- Task to complete
From the line holding "Can you see the toilet lid?" to the final line below, restate each line word for word and add nothing.

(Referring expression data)
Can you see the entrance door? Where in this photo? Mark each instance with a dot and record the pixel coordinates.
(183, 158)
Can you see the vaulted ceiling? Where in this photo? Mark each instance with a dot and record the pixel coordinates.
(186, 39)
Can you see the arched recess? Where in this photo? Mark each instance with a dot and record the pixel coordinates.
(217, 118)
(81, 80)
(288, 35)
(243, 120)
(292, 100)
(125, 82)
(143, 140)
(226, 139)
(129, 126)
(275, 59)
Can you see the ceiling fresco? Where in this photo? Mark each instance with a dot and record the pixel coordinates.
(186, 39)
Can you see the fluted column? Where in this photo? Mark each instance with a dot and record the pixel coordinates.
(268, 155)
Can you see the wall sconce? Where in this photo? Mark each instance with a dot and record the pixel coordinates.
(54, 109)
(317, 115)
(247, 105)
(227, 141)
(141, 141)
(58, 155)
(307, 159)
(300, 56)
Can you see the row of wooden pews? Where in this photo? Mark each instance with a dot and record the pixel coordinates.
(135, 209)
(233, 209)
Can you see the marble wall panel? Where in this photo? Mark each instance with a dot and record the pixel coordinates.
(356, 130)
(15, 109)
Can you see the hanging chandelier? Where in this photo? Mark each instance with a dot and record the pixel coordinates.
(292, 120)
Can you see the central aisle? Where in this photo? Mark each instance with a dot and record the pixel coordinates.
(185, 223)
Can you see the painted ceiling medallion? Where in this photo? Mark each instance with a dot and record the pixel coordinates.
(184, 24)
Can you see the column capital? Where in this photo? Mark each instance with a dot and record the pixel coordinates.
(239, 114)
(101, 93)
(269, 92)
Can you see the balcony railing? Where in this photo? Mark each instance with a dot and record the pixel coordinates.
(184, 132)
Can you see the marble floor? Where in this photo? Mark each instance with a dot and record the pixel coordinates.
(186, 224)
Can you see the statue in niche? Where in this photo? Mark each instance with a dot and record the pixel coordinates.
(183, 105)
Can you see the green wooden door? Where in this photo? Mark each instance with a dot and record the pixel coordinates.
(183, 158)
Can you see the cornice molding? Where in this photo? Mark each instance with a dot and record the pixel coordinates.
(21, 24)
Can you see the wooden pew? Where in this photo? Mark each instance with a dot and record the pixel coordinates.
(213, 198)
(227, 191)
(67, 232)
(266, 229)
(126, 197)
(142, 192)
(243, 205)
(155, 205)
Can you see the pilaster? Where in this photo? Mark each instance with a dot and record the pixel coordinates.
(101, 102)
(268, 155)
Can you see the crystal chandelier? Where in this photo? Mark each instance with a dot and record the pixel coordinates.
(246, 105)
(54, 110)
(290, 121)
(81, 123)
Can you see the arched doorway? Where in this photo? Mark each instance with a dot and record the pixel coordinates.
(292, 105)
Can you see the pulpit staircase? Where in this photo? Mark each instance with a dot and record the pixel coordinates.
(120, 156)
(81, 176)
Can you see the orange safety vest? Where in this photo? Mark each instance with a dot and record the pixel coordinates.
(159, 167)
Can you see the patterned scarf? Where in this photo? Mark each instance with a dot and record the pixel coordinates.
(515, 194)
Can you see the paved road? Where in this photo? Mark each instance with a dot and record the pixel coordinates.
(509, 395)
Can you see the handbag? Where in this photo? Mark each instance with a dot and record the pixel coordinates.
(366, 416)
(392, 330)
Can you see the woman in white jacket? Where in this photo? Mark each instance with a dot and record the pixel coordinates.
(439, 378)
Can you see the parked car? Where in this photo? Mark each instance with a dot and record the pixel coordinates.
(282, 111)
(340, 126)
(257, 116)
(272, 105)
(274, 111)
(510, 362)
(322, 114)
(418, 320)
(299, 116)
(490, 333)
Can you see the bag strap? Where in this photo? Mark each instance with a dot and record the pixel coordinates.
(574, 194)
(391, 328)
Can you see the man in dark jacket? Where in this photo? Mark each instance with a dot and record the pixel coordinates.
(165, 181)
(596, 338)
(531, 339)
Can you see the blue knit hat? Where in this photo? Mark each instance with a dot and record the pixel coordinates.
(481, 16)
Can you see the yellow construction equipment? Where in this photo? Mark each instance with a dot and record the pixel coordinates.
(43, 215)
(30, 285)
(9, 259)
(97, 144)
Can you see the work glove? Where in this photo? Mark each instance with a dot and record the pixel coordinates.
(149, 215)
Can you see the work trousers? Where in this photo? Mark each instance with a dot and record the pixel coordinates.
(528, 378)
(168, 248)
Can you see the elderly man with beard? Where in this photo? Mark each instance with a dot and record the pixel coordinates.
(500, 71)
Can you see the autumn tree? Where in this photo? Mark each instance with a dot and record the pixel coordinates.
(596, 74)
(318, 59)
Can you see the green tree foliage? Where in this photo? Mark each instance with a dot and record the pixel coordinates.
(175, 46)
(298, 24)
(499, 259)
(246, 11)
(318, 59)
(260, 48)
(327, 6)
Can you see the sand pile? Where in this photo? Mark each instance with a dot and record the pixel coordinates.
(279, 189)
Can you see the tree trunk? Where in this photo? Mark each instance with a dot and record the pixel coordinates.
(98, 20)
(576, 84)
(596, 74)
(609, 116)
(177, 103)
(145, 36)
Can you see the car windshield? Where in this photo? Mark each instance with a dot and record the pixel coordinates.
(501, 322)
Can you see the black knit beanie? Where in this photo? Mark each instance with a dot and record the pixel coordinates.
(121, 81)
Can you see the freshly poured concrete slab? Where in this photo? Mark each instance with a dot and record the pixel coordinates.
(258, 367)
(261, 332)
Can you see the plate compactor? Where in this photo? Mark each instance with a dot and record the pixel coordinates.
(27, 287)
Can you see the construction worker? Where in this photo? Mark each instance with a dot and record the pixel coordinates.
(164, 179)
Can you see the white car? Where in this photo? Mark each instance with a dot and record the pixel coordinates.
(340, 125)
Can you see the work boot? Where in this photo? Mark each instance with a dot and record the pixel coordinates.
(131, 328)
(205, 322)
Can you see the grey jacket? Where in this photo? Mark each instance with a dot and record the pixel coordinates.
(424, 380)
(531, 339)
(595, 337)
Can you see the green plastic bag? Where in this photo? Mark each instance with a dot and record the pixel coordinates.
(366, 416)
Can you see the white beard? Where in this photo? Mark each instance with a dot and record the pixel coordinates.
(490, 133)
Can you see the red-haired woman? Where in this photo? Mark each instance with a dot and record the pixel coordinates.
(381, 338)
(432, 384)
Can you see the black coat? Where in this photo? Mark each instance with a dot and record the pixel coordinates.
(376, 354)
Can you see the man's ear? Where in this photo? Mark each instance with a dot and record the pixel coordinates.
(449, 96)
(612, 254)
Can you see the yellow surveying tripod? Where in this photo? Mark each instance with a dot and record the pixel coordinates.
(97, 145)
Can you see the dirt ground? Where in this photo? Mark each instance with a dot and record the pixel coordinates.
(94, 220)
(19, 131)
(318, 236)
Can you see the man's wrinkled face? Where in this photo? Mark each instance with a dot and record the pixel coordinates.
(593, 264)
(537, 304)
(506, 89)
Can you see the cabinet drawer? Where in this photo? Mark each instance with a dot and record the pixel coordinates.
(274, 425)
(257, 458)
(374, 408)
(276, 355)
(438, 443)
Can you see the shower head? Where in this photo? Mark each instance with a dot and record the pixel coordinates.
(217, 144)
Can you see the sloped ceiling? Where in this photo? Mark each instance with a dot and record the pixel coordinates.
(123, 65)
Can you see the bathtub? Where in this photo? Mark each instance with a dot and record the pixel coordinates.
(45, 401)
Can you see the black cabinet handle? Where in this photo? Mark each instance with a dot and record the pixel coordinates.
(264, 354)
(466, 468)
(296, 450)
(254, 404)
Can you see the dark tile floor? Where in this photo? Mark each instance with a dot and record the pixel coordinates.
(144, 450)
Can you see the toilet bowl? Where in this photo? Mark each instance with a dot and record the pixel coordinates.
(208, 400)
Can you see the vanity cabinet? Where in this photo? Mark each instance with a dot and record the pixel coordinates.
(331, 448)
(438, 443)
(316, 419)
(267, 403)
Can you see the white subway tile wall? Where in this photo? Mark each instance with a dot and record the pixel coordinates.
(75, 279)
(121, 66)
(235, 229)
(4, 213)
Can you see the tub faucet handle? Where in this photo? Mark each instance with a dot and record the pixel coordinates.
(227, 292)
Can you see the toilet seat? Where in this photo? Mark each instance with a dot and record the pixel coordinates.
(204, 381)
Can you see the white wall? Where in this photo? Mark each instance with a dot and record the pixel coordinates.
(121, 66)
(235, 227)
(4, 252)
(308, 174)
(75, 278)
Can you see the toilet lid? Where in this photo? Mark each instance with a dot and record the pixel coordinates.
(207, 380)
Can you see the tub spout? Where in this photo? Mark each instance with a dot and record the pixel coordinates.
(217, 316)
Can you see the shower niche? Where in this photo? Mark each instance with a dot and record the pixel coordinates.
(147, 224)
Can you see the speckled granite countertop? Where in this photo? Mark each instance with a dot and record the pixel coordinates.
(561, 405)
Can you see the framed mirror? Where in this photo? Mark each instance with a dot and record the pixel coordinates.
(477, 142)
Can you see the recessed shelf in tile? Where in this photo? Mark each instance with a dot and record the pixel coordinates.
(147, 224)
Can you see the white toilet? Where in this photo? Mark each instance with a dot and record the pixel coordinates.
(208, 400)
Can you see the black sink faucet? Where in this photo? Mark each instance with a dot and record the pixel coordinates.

- Answer to this exercise
Can you see the toilet lid? Where in this photo? Mark each instance with a dot and record the pixel coordinates.
(207, 380)
Can you see the tub spout? Where in this photo? Mark each instance with a dot and record the pixel coordinates.
(217, 316)
Can you see the shower niche? Where in this photo? Mark each instance with a dot and record the pixel coordinates.
(147, 224)
Can you see the speckled granite countertop? Where in this photo? Mark each instance with a dot and record the pixel coordinates.
(561, 405)
Can you see the framed mirror? Where in this photo? Mark each instance with a dot and record the pixel coordinates.
(477, 142)
Can you see the recessed shelf in tile? Where in this photo? Mark each instance with a dot and record the pixel coordinates.
(147, 224)
Can you see the white toilet? Where in this photo? Mark each instance with a dot and record the pixel coordinates.
(208, 400)
Can you see the black sink faucet? Where in this photo? Mark each instance with a dot and record the pixel coordinates.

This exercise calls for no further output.